====== SOURCE DATA
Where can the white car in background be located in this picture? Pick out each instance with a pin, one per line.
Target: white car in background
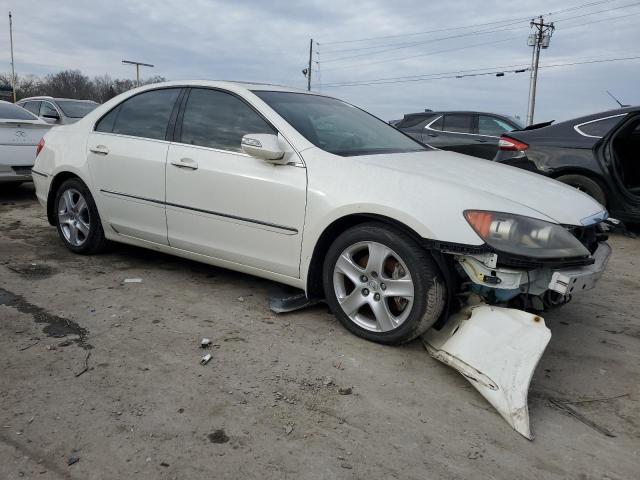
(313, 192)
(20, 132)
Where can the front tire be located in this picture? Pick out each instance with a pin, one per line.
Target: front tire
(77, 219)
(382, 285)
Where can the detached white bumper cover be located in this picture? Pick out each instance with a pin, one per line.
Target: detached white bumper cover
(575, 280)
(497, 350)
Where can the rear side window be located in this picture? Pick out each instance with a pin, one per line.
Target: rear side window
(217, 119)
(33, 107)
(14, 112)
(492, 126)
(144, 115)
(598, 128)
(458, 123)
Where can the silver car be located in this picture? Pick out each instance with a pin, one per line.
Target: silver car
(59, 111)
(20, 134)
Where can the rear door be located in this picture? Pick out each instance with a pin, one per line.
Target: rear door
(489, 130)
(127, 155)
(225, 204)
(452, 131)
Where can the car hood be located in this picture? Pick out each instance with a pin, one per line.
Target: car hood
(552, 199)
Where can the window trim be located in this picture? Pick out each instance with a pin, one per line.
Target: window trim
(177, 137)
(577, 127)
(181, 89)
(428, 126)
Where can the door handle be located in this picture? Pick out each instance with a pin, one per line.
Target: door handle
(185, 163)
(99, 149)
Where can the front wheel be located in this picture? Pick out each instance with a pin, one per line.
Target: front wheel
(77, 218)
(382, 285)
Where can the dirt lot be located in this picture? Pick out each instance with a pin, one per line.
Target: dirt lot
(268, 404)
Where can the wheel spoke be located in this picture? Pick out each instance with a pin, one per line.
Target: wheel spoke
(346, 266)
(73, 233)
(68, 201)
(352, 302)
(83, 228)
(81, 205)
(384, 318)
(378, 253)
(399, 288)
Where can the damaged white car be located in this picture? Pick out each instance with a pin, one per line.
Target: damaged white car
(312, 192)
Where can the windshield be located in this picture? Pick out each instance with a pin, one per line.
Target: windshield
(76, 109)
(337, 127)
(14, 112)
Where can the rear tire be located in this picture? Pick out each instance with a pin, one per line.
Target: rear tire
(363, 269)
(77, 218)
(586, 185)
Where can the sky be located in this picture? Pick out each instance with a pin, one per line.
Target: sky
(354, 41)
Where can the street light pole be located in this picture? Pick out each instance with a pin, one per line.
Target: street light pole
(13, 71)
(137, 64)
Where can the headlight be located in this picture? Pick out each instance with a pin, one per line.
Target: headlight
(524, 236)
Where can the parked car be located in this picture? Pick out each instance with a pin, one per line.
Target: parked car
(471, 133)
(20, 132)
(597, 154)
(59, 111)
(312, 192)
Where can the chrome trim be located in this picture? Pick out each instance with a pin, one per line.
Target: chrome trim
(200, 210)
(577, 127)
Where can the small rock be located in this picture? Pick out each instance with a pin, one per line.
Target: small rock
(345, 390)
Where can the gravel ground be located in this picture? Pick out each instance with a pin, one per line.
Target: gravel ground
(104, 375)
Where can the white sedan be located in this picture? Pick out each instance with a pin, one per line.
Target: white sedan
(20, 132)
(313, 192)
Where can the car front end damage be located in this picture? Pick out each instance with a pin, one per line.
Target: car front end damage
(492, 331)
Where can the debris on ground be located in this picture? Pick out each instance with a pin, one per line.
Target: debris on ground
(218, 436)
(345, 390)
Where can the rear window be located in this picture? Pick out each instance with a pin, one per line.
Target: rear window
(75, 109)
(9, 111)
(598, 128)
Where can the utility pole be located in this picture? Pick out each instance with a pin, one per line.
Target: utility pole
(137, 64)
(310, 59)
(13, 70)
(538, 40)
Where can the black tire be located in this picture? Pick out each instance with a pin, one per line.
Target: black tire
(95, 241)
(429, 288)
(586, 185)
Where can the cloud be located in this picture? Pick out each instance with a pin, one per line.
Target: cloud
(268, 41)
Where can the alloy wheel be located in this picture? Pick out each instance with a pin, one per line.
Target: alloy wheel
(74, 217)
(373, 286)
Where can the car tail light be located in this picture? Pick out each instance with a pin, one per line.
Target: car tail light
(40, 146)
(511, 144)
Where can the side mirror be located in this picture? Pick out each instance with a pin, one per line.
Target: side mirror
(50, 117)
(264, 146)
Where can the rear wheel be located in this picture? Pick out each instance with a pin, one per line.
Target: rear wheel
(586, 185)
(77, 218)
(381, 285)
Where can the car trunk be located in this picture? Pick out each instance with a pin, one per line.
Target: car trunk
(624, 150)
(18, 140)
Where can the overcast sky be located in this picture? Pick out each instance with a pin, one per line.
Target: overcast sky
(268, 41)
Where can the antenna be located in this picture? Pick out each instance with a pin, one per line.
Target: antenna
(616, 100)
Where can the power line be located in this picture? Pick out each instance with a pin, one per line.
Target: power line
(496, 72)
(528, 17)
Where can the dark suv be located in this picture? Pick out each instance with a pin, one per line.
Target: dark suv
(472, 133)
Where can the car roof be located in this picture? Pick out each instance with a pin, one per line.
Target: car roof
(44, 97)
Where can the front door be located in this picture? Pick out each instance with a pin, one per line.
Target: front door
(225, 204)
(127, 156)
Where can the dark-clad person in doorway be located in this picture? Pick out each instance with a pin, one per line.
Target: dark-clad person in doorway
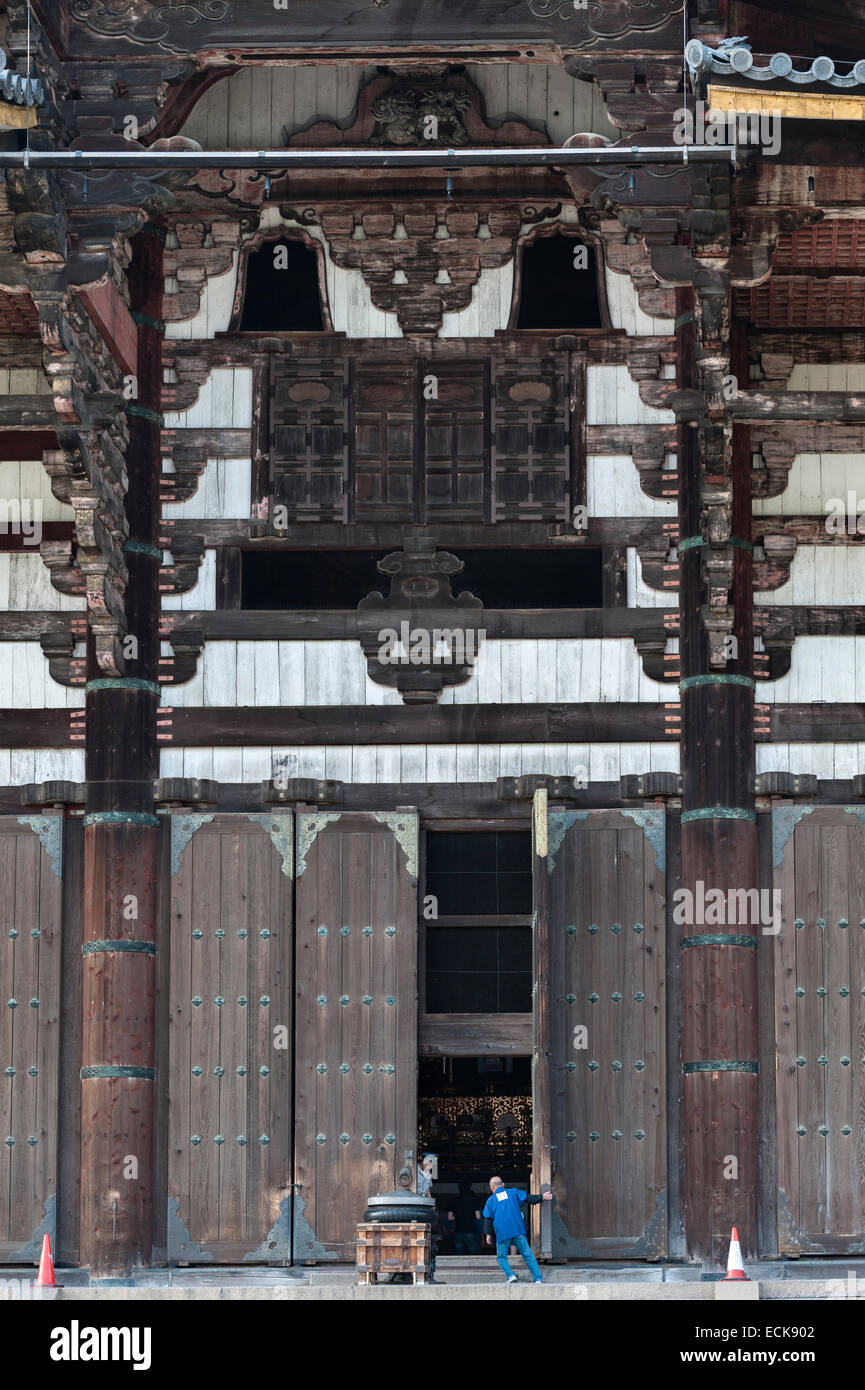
============
### WORK ORDER
As you read the records above, find each line that contains "clad" and copy it.

### EXPECTED ANSWER
Where can the dark-clad person in doorway be located in this picture? Pick out each instance with a pin, one per line.
Target: dark-clad person in doorway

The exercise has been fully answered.